## DATASET RECORDS:
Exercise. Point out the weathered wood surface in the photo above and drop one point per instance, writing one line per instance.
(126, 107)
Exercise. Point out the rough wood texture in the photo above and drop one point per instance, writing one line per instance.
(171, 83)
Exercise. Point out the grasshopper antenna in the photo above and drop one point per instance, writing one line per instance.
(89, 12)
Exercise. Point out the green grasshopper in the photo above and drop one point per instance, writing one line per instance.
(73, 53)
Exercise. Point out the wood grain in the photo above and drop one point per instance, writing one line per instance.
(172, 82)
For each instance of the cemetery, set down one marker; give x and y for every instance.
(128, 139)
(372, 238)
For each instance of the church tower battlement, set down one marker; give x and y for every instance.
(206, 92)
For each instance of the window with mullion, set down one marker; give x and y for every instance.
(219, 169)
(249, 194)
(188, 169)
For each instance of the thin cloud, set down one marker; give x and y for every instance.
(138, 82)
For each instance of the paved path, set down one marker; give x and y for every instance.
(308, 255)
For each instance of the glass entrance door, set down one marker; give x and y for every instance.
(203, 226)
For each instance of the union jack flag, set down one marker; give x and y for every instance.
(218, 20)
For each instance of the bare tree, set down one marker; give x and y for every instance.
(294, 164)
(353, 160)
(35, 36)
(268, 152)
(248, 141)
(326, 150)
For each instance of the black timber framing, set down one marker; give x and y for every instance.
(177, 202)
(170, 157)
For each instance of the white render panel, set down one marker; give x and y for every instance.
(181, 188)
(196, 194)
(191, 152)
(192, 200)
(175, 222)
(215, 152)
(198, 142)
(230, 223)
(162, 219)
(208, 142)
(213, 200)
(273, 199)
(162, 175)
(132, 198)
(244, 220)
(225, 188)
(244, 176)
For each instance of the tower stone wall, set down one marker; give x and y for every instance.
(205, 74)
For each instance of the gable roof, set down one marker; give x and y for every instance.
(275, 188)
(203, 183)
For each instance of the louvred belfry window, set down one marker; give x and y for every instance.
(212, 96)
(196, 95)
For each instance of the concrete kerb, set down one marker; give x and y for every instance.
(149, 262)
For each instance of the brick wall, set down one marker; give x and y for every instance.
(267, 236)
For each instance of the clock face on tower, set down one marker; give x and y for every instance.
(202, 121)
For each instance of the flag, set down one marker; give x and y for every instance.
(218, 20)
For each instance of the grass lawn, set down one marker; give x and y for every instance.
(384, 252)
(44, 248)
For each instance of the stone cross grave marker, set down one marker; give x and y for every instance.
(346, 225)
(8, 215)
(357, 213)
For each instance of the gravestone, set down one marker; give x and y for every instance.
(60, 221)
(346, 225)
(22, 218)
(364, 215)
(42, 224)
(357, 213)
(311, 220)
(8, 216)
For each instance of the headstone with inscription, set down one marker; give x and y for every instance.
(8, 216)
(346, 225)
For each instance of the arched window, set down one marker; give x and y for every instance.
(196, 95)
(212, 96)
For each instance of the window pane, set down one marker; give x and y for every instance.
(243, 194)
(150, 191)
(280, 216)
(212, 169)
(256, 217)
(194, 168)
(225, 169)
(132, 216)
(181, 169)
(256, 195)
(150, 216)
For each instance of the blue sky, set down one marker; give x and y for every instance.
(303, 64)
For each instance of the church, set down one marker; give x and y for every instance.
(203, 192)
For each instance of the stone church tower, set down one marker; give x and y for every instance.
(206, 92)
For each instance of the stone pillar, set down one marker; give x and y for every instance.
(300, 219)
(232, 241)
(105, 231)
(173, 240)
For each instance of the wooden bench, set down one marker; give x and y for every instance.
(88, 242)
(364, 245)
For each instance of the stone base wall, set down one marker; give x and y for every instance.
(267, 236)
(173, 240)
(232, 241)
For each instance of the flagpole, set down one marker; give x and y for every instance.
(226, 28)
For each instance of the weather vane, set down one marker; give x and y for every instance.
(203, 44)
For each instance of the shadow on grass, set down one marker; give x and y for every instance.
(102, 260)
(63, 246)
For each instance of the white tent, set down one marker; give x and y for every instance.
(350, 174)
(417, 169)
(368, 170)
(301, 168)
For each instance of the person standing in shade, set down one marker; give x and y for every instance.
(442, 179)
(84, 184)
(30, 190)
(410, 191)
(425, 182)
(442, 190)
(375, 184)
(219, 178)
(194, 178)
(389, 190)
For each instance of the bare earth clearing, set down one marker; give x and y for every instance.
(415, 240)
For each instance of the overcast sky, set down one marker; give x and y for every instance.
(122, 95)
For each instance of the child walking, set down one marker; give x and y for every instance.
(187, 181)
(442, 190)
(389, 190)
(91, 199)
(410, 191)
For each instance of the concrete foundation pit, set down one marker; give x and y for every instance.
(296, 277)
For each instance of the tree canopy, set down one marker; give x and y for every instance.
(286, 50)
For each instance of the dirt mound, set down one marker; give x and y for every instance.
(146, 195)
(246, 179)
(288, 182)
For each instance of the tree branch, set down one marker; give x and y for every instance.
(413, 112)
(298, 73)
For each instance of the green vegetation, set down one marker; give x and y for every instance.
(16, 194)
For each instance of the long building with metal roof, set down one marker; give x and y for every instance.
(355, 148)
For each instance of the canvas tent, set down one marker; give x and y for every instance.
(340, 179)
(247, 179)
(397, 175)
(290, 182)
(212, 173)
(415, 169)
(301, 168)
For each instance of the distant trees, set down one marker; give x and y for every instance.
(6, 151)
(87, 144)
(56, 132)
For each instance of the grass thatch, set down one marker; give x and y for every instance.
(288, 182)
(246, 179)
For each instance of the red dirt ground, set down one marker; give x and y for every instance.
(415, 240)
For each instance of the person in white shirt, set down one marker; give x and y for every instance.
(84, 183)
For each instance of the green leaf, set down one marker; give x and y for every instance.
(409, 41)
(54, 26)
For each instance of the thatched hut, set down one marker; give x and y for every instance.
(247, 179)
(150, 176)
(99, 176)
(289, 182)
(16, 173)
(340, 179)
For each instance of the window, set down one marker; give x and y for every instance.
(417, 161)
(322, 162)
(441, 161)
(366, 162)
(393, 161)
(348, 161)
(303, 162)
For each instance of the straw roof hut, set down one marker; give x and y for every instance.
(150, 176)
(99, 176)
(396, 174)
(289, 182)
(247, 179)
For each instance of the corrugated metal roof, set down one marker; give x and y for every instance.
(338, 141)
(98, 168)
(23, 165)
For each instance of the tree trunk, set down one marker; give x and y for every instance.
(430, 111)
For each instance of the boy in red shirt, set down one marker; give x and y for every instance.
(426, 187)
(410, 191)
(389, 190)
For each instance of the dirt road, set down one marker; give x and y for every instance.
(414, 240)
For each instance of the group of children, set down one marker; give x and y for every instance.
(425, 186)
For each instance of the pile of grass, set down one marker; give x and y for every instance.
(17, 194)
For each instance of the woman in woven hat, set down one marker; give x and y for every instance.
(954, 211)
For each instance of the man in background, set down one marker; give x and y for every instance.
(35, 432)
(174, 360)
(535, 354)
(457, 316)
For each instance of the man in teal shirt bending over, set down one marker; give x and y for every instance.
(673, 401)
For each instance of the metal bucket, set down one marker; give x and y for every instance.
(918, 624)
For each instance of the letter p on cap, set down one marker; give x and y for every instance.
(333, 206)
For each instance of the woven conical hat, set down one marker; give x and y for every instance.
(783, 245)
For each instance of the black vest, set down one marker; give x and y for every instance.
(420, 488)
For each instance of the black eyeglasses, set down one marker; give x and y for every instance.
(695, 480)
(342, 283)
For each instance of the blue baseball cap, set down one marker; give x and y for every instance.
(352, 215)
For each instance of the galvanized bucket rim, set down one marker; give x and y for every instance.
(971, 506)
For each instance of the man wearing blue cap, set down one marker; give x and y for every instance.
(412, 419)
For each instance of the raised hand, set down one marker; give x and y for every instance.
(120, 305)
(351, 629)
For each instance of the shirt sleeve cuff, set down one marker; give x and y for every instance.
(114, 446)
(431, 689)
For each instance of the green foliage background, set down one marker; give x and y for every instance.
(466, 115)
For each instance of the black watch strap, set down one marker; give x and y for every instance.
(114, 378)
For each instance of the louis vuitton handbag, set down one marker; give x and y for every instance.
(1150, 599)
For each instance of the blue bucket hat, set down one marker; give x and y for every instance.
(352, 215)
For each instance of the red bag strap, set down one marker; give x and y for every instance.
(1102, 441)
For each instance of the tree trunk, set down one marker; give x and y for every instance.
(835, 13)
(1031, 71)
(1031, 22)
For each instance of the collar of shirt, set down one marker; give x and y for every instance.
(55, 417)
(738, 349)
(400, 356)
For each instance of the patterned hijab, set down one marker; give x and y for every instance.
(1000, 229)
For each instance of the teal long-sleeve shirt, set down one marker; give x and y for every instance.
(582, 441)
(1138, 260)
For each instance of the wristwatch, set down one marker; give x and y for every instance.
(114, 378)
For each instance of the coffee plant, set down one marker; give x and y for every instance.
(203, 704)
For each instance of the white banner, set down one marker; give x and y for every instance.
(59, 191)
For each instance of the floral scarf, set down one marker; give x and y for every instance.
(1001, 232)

## REQUIRED ACTION:
Lines from the one holding "For each instance of the patterned" to the end of the listing above are the only ones to transcribe. Keep each exactly as written.

## EXERCISE SOLUTION:
For each instance of the patterned hijab, set down one marker; give x and y for every instance.
(1000, 229)
For each instance of the teal long-sleeve shirt, set down one marker; give x and y for every instance.
(582, 441)
(1138, 260)
For each instance of the wristwatch, set down one marker; give x and y for every instance.
(114, 378)
For each instance of the coffee plant, set down one marker; give x and y for every instance.
(203, 704)
For each instance of the white banner, set down one marker; give x and y for every instance.
(59, 191)
For each instance of the floral scarf, set down one marker; give x and y for every instance.
(1001, 232)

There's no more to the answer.